Copy word for word the passage of the article on the Children's Hospital worksite death trial that begins at "Frustaglio first flagged" and stops after "for two trials.".

### EXCERPT PROVIDED
==============================
Graham Construction a ‘missing link’ in Children’s Hospital worksite death trial, defence lawyer says

The question of why Graham Construction, the main contractor on the Jim Pattison Children’s Hospital in Saskatoon, isn’t implicated in the death of a man who died at the construction site three years ago came up Wednesday at the trial of the two companies that are charged in the man’s death.

Eric Ndayishimiye, 21, was labouring at the hospital site on July 21, 2016, when an approximately-19-foot-high table cart, or construction lift, fell and struck him, court has heard. He died in hospital shortly after.

Banff Constructors, a subcontractor to Graham Construction, and Pilosio Canada, an equipment supplier to Graham Construction, are each charged under separate sections of the Saskatchewan Employment Act: 

  • Banff is charged with failing to ensure the use, handling and transport of equipment was done “in a manner that protects the health and safety of workers,” as well as not providing instruction, training and supervision necessary to protect Ndayishimiye’s health. 
  • Pilosio is charged with failing to ensure the equipment was safe when used with instructions.

According to the agreed statement of facts, Pilosio Canada supplied the construction lift directly to Graham Construction, while Ndayishimiye was an employee of Banff Constructors.

Eric Ndayishimiye was 21 and wanted to be an actor, his family has previously said. (CBC Archive)

‘We have this missing link’

The chain-of-possession for the lift was seized upon Wednesday by Jonathan Frustaglio, the lawyer for Pilosio Canada, as he argued that Pilosio Canada and Banff Constructors should be tried separately.

“We’re still a little bit perplexed as to why Graham has not been implicated in this incident, why Graham is not considered a contractor, why Graham is not considered an employee, or at the very least why Graham is not even considered a supplier of the equipment in light of the fact that Pilosio gave the equipment to Graham and Graham then in turn…. provided that equipment to Banff Constructors,” Frustaglio said.

Graham Construction gave Banff Constructors the construction lift “without the knowledge or consent of Pilosio,” Frustaglio said.

“We have this missing link that’s not involved here,” Frustaglio said, adding that Graham Construction’s absence from the trial “creates an issue between all of the parties.” 

“I was wondering too why Graham wasn’t on here, quite frankly,” Judge Brent Klause said.

‘Banff is the employer in this case’

Buffy Rodgers, the Crown lawyer on the case, previously said, “Banff is the employer in this case. The Crown has pursued charges against the supplier of the equipment and the employer of the workers involved.”

CBC News has reached out to Graham Construction for comment. The company said it would provide a comment Thursday.

Construction workers at the Jim Pattison Children’s Hospital site in July 2016 look as a forensic officer photographs the scene where Eric Ndayishimiye was injured by a falling construction lift, seen upturned here. The hammer Ndayishimiye was holding can also be seen. (Saskatoon Police Service/court exhibit)

Saskatchewan has a maximum penalty of up to $1.5 million for incidents causing the death of a worker.

“This matter is quite important, with very serious ramifications for both co-accused,” Frustaglio said, adding that the his client also potentially faces a 40 per cent victim surcharge.

Frustaglio cited the different charges facing each co-accused as another reason for splitting up the court process. 

Frustaglio first flagged his intent to apply for two trials Tuesday, after the lawyer for Banff Constructors signalled his intent to call an expert witness who would be “damaging” to Pilosio.

The trial, which is expected to last three weeks, will continue Thursday with testimony from a Pilosio Canada sales representative.

Klause decided Wednesday that the Crown would present the rest of its evidence while he mulls over Frustaglio’s request for two trials. 

Should that request be granted, the Crown evidence in the first case would simply be “adopted” for the second trial.
==============================
Extracted records:
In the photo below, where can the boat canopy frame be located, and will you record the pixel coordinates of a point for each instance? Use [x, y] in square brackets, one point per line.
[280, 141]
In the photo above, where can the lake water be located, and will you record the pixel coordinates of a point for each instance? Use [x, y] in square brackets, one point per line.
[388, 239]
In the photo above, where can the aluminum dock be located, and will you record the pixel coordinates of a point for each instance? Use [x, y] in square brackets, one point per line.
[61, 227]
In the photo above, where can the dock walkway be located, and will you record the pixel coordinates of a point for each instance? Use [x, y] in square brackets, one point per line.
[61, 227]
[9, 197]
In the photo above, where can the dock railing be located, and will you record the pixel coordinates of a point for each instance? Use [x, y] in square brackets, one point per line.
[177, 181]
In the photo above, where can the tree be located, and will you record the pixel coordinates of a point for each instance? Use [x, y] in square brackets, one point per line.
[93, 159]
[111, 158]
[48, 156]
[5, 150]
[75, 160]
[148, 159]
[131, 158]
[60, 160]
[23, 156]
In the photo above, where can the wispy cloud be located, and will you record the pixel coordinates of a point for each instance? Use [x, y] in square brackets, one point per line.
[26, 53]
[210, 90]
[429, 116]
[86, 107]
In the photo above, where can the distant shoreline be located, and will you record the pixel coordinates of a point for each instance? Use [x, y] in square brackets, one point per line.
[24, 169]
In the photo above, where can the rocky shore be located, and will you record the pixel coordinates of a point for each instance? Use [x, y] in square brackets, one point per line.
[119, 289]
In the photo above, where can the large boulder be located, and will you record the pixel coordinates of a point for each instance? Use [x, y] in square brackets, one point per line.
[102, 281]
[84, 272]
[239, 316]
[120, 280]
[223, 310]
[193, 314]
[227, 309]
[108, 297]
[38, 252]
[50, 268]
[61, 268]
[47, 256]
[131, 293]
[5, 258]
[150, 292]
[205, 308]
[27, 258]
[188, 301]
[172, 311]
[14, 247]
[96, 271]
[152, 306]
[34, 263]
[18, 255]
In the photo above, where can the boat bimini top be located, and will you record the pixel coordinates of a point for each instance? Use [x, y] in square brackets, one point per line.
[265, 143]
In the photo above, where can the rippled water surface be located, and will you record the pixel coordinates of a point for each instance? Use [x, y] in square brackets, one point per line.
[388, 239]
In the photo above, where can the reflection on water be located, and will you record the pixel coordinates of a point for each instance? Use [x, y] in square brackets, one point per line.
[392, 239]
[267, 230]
==============================
### ANSWER TO THIS EXERCISE
Frustaglio first flagged his intent to apply for two trials Tuesday, after the lawyer for Banff Constructors signalled his intent to call an expert witness who would be “damaging” to Pilosio.

The trial, which is expected to last three weeks, will continue Thursday with testimony from a Pilosio Canada sales representative.

Klause decided Wednesday that the Crown would present the rest of its evidence while he mulls over Frustaglio’s request for two trials.